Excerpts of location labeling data
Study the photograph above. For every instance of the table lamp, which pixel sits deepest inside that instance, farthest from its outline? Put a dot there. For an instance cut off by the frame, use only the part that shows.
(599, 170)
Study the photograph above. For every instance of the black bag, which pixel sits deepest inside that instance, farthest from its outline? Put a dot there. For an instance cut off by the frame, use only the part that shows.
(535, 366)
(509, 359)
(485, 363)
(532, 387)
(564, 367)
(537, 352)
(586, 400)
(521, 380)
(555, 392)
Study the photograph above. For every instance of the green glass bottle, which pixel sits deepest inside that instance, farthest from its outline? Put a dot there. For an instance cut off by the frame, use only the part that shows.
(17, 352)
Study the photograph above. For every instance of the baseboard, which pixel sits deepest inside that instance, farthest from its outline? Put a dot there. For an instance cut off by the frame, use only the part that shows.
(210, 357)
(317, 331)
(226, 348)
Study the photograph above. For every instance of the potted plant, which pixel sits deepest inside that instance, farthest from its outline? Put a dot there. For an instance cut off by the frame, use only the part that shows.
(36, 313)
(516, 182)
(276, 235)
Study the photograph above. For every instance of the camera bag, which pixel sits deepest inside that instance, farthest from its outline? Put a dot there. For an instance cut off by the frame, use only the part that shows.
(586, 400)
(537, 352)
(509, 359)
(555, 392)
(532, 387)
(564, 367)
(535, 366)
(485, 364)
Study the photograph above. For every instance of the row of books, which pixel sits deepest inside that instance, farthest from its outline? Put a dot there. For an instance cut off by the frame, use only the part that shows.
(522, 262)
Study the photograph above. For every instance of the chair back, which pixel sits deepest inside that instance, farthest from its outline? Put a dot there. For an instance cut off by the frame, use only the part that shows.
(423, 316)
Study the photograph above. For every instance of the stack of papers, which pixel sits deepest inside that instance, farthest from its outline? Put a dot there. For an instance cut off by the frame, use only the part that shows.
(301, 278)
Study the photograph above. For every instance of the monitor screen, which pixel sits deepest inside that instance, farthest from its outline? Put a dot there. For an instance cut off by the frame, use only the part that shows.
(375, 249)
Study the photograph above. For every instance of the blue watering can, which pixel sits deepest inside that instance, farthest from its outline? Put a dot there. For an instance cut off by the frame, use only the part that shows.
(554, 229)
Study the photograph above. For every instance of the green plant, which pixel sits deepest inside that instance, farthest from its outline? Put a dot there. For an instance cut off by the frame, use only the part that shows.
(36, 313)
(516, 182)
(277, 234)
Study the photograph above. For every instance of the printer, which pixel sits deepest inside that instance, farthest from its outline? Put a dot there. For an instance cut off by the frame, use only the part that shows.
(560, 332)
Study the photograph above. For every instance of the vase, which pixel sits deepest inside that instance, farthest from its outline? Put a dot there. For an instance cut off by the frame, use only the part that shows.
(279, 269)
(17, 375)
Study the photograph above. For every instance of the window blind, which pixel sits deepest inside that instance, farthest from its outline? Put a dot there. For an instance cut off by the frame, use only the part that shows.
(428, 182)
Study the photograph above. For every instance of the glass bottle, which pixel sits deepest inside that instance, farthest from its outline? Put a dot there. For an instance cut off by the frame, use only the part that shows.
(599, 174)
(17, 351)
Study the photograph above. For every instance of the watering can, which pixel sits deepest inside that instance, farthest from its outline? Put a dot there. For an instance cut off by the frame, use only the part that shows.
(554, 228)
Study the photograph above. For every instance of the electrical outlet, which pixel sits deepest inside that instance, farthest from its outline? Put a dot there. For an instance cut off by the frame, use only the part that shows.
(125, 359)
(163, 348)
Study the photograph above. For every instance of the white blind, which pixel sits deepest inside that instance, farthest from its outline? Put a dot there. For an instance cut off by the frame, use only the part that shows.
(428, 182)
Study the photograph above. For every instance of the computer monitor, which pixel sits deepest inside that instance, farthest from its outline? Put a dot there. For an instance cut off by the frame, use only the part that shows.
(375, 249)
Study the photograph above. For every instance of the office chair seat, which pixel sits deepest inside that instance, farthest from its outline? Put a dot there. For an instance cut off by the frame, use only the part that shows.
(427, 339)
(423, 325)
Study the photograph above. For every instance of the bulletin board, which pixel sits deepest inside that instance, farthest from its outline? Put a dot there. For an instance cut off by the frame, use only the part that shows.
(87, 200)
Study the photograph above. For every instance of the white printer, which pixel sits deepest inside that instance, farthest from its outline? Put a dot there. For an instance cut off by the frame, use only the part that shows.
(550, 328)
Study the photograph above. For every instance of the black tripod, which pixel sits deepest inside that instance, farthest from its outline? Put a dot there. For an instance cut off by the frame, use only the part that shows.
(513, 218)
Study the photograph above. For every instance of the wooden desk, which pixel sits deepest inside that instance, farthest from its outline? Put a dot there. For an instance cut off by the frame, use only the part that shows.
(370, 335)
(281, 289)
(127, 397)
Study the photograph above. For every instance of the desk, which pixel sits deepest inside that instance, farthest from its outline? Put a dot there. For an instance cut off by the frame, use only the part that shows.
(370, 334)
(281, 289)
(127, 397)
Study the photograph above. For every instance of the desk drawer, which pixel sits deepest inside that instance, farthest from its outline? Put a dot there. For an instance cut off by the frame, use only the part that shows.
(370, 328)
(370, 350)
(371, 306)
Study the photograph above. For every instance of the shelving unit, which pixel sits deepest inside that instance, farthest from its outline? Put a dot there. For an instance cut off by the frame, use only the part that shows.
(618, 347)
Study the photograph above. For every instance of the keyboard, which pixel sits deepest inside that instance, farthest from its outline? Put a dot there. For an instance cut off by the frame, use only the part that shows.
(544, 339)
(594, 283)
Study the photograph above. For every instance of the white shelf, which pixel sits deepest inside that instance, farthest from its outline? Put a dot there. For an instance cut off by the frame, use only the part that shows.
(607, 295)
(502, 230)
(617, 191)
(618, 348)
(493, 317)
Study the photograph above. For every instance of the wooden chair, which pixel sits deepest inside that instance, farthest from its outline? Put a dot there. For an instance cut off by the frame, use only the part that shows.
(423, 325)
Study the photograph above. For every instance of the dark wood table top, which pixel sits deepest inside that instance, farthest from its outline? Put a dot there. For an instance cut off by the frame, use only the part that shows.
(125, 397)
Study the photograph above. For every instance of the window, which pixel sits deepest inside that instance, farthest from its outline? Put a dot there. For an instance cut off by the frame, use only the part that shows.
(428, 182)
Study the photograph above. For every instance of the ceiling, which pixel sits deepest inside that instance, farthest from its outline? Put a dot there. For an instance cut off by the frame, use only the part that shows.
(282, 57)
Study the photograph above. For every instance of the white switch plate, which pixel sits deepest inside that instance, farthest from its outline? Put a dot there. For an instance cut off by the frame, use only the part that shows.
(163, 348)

GOAL OF THE EXERCISE: Nothing should be changed: write out all of the data as is.

SOLUTION FOR THIS PROBLEM:
Study the photograph above. For every instance of the table lamp, which pixel sits deepest inside that instance, farthest from its outline? Put a dot there. For an instance cut off by the frame, use only the part that shows.
(599, 170)
Study the photograph above. For every instance of the black bag, which pixel sits deepest inside that instance, farthest from its outline? Put a dot there. For an instance cut off by the frame, use only the part that shows.
(535, 366)
(509, 359)
(485, 363)
(532, 387)
(564, 367)
(537, 352)
(586, 400)
(521, 380)
(555, 392)
Study the photograph above. For every instance of the green glass bottle, which pixel sits deepest inside that instance, farthest from its outline? Put a dot there. For an instance cut off by the frame, use only the part that shows.
(17, 352)
Study the photograph above. For every instance of the baseboard, which pixel sits deepest inside that instance, farthest from its outline? Put a dot there. For an instance cut off by the frame, use only the part that shows.
(210, 357)
(317, 331)
(226, 348)
Study the photograph above. For every instance of the potted plant, which pixel sits deepest inside that instance, farthest from its outline? Put a dot there. For an instance cut off by the frame, use only the part that shows.
(36, 313)
(516, 182)
(276, 235)
Study the photograph above. For every instance of the camera bag, which pixel sits deepest inside that instance, farthest from its outline? Put a dot there. For an instance cut off by the frame, use only the part that shows.
(586, 400)
(537, 352)
(509, 359)
(555, 392)
(532, 387)
(564, 367)
(535, 366)
(485, 364)
Study the photograph above. For every instance of the row of books, which pixel sits deepest inside that instance, farthest from its outline? Put a dot there. For an instance cut off by the frame, use only the part that shows.
(522, 262)
Study the photograph above. For every instance of the chair back, which pixel sits deepest inside that instance, farthest from its outline? Put a dot there. For an instance cut off by the frame, use only the part that shows.
(423, 316)
Study the photograph above. For every instance of the stack of papers, which pixel sits deepest inside that instance, farthest from its outline? Put a dot there. For an instance cut off by the frame, use only the part that shows.
(301, 278)
Study the photograph above. For every instance of the monitor screen, which pixel sits deepest inside that instance, farthest from its outline? Put a dot there. For an instance cut off by the frame, use only the part that shows.
(375, 249)
Study the photograph above. For every instance of the blue watering can, which pixel sits deepest inside that instance, farthest from its outline? Put a dot there. For an instance cut off by the frame, use only the part that shows.
(554, 229)
Study the photograph above. For every instance of the green plant, which pixel sits deepest inside that instance, farthest from its outline? Put a dot there. For an instance cut off by the frame, use only the part that shows.
(36, 313)
(516, 182)
(277, 234)
Study the photograph above. For every instance of the printer, which pixel sits deepest inside that instance, farthest from its outline? Put a dot there. For an instance cut off by the frame, use only the part that shows.
(560, 332)
Study the photograph above. For every instance of the vase, which pixel sits deepest inside that instance, farthest from its outline? Put a dot there. For an instance cut off by the frame, use only the part that shows.
(279, 269)
(17, 375)
Study the photograph above. For every instance of the window blind, which pixel sits deepest inside that instance, farthest from its outline? Put a dot there. For an instance cut off by the frame, use only the part that shows.
(428, 182)
Study the photograph above. For every instance of the glass bottle, which pixel sits deepest inside that instance, farthest from its outline? Put a dot there. For an instance cut off by the frame, use only the part that shows.
(599, 174)
(17, 351)
Study the photograph above. For every instance of the watering can, which pixel sits deepest inside that instance, farthest from its outline? Put a dot there. For an instance cut off by the frame, use only the part that shows.
(554, 228)
Study the photograph above. For every instance of the electrical outlet, which pixel sits deepest inside that instance, farthest from its outline? Put a dot there. For an instance cut off by the frame, use only the part that shows.
(125, 359)
(163, 348)
Study the photograph above. For every instance of the white blind, which pixel sits deepest inside that instance, farthest from its outline? Put a dot there. For an instance cut off by the frame, use only the part that shows.
(428, 182)
Study the photograph above. For every instance of the computer monitor, which pixel sits deepest inside that instance, farthest from its outline? Put a dot there. For an instance cut off by the frame, use only the part that shows.
(375, 249)
Study the photograph above. For every instance of the office chair seat, which pixel sits deepest inside that instance, farthest from its outline? Put a dot there. For an instance cut off by the frame, use only the part that shows.
(427, 339)
(423, 325)
Study the photograph above. For every instance of the bulletin board, which pixel sits deepest inside that instance, farthest from its outline? Put a dot there. For an instance cut off by the frame, use only the part that shows.
(87, 200)
Study the photograph above. For every instance of the white printer, which pixel sits deepest inside that instance, farthest from its outline? Put a dot there. For an instance cut off by the frame, use only the part that shows.
(550, 328)
Study the photograph above. For every instance of the black tripod, which pixel sits deepest inside that instance, farthest from its outline? Put a dot there. For an instance cut off by the frame, use only the part that shows.
(513, 218)
Study the photograph above. For every instance of the wooden desk, which pixel sits deepest inside that instance, farthest from its outline? Put a dot there. For an instance cut off by the frame, use only the part that shows.
(370, 335)
(281, 289)
(127, 397)
Study the photograph above. For every instance of the desk, which pixel sits deepest inside that instance, farthest from its outline? Put a dot there. For an instance cut off by the frame, use only the part that shows.
(370, 334)
(281, 289)
(127, 397)
Study the photograph above. For every instance of the desk drawer, which pixel sits deepest inside that instance, farthest from its outline? Put a dot there. For an instance cut off by the frame, use only the part that shows.
(370, 328)
(370, 350)
(371, 306)
Study the photograph above. For every instance of the shelving unit, which pixel sits deepest inside that instance, farthest from its outline? Put a dot there. For an instance cut off by the frame, use only the part that shows.
(618, 347)
Study the photograph above. For every instance of the keyboard, which pixel sits deepest inside that instance, farthest from its outline? Put a dot there. For an instance cut off by the frame, use only the part that shows.
(544, 339)
(594, 283)
Study the photograph above. For every instance of the white shelf, which pixel sits deepest inside that instance, farthest from its outline? Put a dot there. For an instance cut off by the frame, use only the part that shows.
(607, 295)
(502, 230)
(617, 191)
(618, 348)
(493, 317)
Study the photograph above. For every instance of the wooden chair, which pixel sits deepest inside that instance, farthest from its outline? Put a dot there. For an instance cut off by the frame, use only the part that shows.
(423, 325)
Study the photograph above. For every instance of the dark wood table top, which pixel sits deepest inside that instance, farthest from its outline? Put a dot there. For an instance cut off by the frame, use only the part that shows.
(125, 397)
Study the photograph above. For every instance of the window, which pixel sits deepest inside that instance, farthest from its outline? Put a dot there. For an instance cut off by the frame, use only the part that shows.
(428, 182)
Study the photograph above. For every instance of the ceiling, which pixel sits deepest inside that instance, farthest from its outline? Put a dot there. For an instance cut off by the frame, use only the part that shows.
(282, 57)
Study the photograph above. For every instance of the white switch plate, which pixel sits deepest inside that instance, farthest from its outline? Put a dot there. For an instance cut off by the frame, use only the part that shows.
(163, 348)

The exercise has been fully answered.